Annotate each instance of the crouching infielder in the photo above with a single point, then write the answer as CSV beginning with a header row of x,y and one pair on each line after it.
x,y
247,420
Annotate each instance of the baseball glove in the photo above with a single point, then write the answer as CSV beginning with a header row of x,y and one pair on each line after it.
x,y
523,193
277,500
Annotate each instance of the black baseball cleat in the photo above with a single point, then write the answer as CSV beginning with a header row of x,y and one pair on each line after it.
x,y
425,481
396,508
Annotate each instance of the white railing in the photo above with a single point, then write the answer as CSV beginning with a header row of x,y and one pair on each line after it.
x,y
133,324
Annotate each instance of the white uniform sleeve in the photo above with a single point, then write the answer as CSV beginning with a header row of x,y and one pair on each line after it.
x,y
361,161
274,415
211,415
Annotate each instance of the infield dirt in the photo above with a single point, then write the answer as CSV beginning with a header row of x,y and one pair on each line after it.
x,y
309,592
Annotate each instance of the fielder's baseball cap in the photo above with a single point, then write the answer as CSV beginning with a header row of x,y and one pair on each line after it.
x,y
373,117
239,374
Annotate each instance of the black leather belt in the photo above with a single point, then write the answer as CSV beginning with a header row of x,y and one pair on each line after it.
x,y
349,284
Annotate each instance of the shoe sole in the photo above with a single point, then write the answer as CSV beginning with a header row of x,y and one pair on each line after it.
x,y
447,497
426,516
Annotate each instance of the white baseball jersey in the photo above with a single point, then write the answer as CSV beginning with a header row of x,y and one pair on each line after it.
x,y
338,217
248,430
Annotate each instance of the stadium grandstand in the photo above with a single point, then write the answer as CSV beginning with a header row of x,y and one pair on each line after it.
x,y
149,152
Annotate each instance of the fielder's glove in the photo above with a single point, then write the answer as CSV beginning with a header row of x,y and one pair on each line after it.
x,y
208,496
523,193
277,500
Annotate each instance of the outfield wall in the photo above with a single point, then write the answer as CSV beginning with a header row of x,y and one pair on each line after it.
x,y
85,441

#### WHAT TO DO
Please print the lines starting at the one containing "Annotate each instance of the black leather" and ending with the final line of the records, reproducing each one without any change.

#### OUTPUT OF THE TASK
Annotate each instance of the black leather belt in the photo above with a single point, then write the answer as CSV beginning with a header row of x,y and one pair on each line after it.
x,y
349,284
Annotate each instance of the shoe sole in the photo above with a single point, then write the answer as CSV beginning with a header row of x,y and one pair on each line after it.
x,y
447,497
426,516
Annotate each instance of the white baseball jersey in the photo above with a single point, then write the answer as CSV beginning with a header row of x,y and one pair on each line after it.
x,y
338,217
248,430
Annotate each instance of the stadium grandstand in the photo above with a single point, then write the answer as CSV beginning with a header row of x,y and one pair on each line after it.
x,y
149,152
Annotate each instance of the fielder's glove in the photo above with a single point, then write the answer as CSV beginning with a header row of x,y and one pair on each line after it.
x,y
208,496
523,193
277,500
Annotate each instance of the outfield wall in the photo above with a single point, then write the answer as CSV beginning with a header row of x,y and one pair on each line after it.
x,y
85,441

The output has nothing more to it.